[Referring expression data]
+++

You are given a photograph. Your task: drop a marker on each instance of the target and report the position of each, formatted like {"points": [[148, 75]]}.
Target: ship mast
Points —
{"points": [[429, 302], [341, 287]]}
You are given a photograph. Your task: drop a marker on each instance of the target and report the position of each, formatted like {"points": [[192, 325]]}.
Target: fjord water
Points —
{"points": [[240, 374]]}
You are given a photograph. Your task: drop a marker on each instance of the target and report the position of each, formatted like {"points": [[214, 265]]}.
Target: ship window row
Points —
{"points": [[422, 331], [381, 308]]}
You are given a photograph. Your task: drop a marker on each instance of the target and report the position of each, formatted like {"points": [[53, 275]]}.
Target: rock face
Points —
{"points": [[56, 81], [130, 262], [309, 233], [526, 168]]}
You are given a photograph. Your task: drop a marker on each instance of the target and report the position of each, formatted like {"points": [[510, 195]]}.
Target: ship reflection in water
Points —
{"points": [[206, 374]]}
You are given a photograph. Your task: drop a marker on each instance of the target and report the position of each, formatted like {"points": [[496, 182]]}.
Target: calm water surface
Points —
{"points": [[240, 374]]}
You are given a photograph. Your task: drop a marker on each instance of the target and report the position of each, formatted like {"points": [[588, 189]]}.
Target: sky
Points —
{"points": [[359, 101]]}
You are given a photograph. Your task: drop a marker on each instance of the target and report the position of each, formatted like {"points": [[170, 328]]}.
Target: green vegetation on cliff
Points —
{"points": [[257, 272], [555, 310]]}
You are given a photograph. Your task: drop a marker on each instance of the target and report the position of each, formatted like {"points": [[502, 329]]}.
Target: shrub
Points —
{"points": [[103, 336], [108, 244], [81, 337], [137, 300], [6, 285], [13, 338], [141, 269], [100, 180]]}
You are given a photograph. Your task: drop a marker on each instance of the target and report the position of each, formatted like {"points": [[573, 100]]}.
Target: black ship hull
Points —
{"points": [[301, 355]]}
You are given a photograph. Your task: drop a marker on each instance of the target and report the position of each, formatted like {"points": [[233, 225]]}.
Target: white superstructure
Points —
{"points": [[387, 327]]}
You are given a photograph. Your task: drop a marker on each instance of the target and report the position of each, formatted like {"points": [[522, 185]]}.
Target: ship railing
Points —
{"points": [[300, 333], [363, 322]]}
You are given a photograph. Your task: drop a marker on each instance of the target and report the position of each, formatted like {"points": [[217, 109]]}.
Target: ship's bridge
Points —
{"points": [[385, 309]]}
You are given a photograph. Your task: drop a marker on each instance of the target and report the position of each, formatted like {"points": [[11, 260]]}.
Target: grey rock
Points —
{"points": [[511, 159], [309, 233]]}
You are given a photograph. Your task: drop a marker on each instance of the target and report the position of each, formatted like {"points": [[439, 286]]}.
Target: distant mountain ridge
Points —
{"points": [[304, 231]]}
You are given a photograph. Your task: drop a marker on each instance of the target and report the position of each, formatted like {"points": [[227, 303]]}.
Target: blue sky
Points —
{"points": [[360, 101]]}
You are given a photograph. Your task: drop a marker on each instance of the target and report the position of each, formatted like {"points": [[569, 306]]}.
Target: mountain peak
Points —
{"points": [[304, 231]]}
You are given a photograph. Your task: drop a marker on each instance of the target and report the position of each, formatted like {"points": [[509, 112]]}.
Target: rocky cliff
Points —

+++

Each line above needs to be output again, exactly as shown.

Response to this task
You are given a photograph. Your task: drop a marker on each instance of the target and report the position of each, formatted like {"points": [[148, 75]]}.
Target: ship mast
Points —
{"points": [[429, 302], [341, 287]]}
You are given a photograph. Your task: drop a marker on each instance of the target and report the position of each, formatted like {"points": [[192, 325]]}.
Target: fjord water
Points —
{"points": [[240, 374]]}
You are given a photograph. Your task: drop a marker on each instance of the target and report the position of each, formatted like {"points": [[214, 265]]}.
Target: ship window row
Points —
{"points": [[422, 331], [381, 308]]}
You are given a photograph. Your task: drop a marker on each instance of the target and report the position of each, formatted like {"points": [[53, 275]]}.
Target: rock face
Points —
{"points": [[56, 81], [130, 262], [309, 233], [526, 168]]}
You are given a photograph. Your task: drop a marker on each instance of the target and report the position of each, formatted like {"points": [[510, 195]]}.
Target: ship reflection in water
Points —
{"points": [[206, 374]]}
You are given a photograph. Your task: drop a marker on each instance of the target and report the position of each, formatted like {"points": [[496, 182]]}.
Target: calm water surface
Points —
{"points": [[240, 374]]}
You are given a photograph. Your task: drop a marker on each instance of the target and report the position of each, formatted like {"points": [[588, 189]]}.
Target: sky
Points —
{"points": [[359, 101]]}
You are given a photograph. Your task: drop a marker on each instance of the target and report the position of each, formatted like {"points": [[170, 328]]}.
Target: green vegetation on cliff
Points —
{"points": [[257, 272], [555, 310]]}
You are given a photograph. Your task: drop a marker on each instance of the target and report the position of each, formatted like {"points": [[502, 329]]}.
Target: shrub
Points —
{"points": [[103, 336], [108, 244], [81, 337], [137, 300], [6, 285], [13, 338], [141, 269], [100, 180]]}
You are given a photograph. Your task: drop a marker on each instance of the target and report the position of each, formatted like {"points": [[573, 100]]}.
Target: black ship hull
Points —
{"points": [[301, 355]]}
You are given a photograph. Your task: drop a marker on each instance of the target and report the position of each, formatted like {"points": [[233, 225]]}.
Target: white superstructure
Points —
{"points": [[387, 327]]}
You are given a photograph. Your task: drop a marker on each instance of the target and report the position of each, formatted like {"points": [[522, 185]]}.
Target: ship railing
Points —
{"points": [[300, 333], [363, 322]]}
You are given a photograph. Your task: drop a marker on each instance of the target and report the position of each, formatted like {"points": [[217, 109]]}.
Target: ship's bridge
Points —
{"points": [[385, 309]]}
You are given a photograph. Your task: drop a marker on each instance of the target and report the position of each, formatted like {"points": [[11, 260]]}.
Target: grey rock
Points —
{"points": [[511, 159], [309, 233]]}
You are given a photograph. Your task: drop a marker on each instance of the target and report the position of each, formatted like {"points": [[439, 286]]}.
Target: distant mountain ridge
Points —
{"points": [[304, 231]]}
You are given a photograph. Your task: drop a marker on each instance of the target and report the position of each, formatted like {"points": [[227, 303]]}.
Target: blue sky
Points —
{"points": [[360, 101]]}
You are given a photograph. Your task: drop a marker on each instance of the target and report the position of each, formatted like {"points": [[569, 306]]}.
Target: mountain peak
Points —
{"points": [[304, 231]]}
You are given a photograph. Your task: drop a marker on each instance of the target and report the position of each, formatted like {"points": [[509, 112]]}.
Target: rocky cliff
Points —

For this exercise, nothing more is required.